§ Stated goal 1:
Name every company or brand that the article on Play.com's Facebook fans mentions.

----------

Play.com’s Facebook friends spend 24% more
Play.com, the online entertainment retailer, claims that its Facebook fans are worth 24% more in direct sales than non-fans.
Play.com, the online entertainment retailer, claims that its Facebook fans are worth 24% in direct sales than non-fans.
The online retailer, which is owned by Japanese digital firm Rakuten, also claims that it can directly attribute £2m worth of sales to Facebook in 2011. Direct sales through the social network have increased 80% in the past year.
Customers that made their first purchase with Play.com via a Facebook referral were found to spend 30% more than an average customer with the online retailer over the course of the year, which it says demonstrates the value in retailers using social media.
The news will be a fillip to Facebook as brands have long called for ways to quantify the value of social media to justify investment. Although others, such as Coca-Cola CMO Joseph Tripodi are more willing to “take a leap of faith” on social despite the lack of measurement tools.
Adam Stewart, Play.com’s marketing director, says: “We know that there is a lot of discussion at the moment about how to quantify the value of social fans. Our results show that through intelligent engagement, social fans, particularly on Facebook, are massively valuable to online retailers. In fact, Facebook fans can be more valuable to online retailers than those gained through paid-for channels.

----------

§ Stated goal 2:
Copy out each row below that contains the word "white".

----------

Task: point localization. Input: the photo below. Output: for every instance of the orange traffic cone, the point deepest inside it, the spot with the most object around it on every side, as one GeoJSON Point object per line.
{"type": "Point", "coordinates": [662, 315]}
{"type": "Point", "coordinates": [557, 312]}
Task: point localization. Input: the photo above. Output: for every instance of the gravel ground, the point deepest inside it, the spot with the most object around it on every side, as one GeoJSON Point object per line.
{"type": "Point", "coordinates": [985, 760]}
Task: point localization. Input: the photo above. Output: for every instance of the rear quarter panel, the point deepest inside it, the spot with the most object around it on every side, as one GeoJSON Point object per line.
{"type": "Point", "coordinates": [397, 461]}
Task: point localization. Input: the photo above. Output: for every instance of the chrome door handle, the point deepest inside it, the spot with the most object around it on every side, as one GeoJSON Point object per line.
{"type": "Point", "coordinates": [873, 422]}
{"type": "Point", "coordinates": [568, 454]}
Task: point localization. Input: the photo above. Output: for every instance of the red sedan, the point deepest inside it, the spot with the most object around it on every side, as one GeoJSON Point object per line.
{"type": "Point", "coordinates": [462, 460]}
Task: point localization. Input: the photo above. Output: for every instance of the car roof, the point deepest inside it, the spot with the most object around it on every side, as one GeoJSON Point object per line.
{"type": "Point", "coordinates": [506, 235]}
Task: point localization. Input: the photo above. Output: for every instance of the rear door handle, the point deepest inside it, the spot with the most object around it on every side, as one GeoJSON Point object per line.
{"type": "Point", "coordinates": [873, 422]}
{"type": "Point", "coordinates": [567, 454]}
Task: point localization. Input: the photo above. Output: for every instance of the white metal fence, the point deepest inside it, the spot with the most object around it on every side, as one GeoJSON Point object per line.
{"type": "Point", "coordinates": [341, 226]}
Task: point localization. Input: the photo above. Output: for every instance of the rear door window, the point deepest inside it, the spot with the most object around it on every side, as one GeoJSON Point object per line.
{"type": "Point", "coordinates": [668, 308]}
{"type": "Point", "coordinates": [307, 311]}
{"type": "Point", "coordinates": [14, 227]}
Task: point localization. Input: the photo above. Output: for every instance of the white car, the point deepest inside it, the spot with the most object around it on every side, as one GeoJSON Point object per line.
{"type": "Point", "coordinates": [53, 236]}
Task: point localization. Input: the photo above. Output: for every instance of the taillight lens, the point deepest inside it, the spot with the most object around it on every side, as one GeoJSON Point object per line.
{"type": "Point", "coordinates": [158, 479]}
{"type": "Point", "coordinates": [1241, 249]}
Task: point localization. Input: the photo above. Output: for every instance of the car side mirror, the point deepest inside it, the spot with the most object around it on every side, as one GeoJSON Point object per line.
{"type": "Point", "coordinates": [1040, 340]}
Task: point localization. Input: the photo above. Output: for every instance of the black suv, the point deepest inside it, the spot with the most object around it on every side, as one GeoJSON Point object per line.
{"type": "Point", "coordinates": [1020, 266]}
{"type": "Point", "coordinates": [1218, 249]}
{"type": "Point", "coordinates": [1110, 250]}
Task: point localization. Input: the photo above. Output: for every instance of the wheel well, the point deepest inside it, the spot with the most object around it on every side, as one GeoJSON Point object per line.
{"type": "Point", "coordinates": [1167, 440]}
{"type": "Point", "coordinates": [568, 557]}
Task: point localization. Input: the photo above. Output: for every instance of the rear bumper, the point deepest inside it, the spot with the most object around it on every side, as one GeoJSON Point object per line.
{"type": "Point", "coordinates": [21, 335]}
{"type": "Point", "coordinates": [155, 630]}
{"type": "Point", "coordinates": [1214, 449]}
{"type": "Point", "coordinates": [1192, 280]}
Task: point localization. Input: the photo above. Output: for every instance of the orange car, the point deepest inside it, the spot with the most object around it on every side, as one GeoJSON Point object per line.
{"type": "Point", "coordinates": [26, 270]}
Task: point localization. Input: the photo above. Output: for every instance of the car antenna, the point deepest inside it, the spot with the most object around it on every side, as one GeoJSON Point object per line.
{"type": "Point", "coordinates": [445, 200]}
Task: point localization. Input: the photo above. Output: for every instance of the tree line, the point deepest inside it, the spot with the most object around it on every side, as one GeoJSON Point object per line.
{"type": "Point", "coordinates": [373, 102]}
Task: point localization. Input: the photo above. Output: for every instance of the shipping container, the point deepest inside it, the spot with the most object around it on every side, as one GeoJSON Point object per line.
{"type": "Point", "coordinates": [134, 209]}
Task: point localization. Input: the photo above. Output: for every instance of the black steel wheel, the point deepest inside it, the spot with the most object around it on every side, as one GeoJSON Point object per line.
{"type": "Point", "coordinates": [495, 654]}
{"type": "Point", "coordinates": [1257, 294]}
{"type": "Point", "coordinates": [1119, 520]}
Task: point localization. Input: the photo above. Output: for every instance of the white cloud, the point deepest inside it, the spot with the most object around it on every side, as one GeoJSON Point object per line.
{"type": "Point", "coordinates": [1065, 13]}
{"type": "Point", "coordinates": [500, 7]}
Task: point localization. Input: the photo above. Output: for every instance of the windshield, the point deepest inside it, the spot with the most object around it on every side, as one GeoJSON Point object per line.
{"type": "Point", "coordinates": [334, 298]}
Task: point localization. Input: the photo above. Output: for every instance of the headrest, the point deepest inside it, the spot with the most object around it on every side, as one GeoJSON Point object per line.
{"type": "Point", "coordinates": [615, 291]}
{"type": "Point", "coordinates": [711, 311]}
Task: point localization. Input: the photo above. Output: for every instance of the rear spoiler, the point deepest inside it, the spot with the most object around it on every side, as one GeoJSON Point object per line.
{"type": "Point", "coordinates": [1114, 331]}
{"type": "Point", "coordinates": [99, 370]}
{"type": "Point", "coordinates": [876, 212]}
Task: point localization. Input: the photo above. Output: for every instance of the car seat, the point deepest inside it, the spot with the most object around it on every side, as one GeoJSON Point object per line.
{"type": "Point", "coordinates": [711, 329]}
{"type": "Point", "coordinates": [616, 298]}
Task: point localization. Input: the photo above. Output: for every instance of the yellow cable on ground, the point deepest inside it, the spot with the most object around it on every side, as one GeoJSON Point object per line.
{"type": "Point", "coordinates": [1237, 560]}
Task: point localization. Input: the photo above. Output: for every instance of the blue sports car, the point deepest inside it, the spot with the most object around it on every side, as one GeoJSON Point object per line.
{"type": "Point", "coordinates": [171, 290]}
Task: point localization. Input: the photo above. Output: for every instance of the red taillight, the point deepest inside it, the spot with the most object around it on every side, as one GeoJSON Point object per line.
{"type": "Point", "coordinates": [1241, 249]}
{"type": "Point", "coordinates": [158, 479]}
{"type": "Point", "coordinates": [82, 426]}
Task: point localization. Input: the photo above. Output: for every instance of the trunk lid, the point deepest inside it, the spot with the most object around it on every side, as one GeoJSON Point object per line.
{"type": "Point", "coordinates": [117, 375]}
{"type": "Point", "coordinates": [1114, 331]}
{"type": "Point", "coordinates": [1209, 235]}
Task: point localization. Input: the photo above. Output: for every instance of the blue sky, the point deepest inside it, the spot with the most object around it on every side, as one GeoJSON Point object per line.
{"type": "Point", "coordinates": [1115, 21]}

----------

§ Written answer 1:
Play.com, Rakuten, Facebook, Coca-Cola

§ Written answer 2:
Task: point localization. Input: the photo above. Output: for every instance of the white metal fence, the point deepest inside it, the spot with the most object around it on every side, as one GeoJSON Point object per line.
Task: point localization. Input: the photo above. Output: for every instance of the white car, the point deepest inside it, the spot with the most object around it on every side, as one GeoJSON Point object per line.
Task: point localization. Input: the photo above. Output: for every instance of the white cloud, the point deepest inside it, the spot with the most object around it on every side, as one GeoJSON Point object per line.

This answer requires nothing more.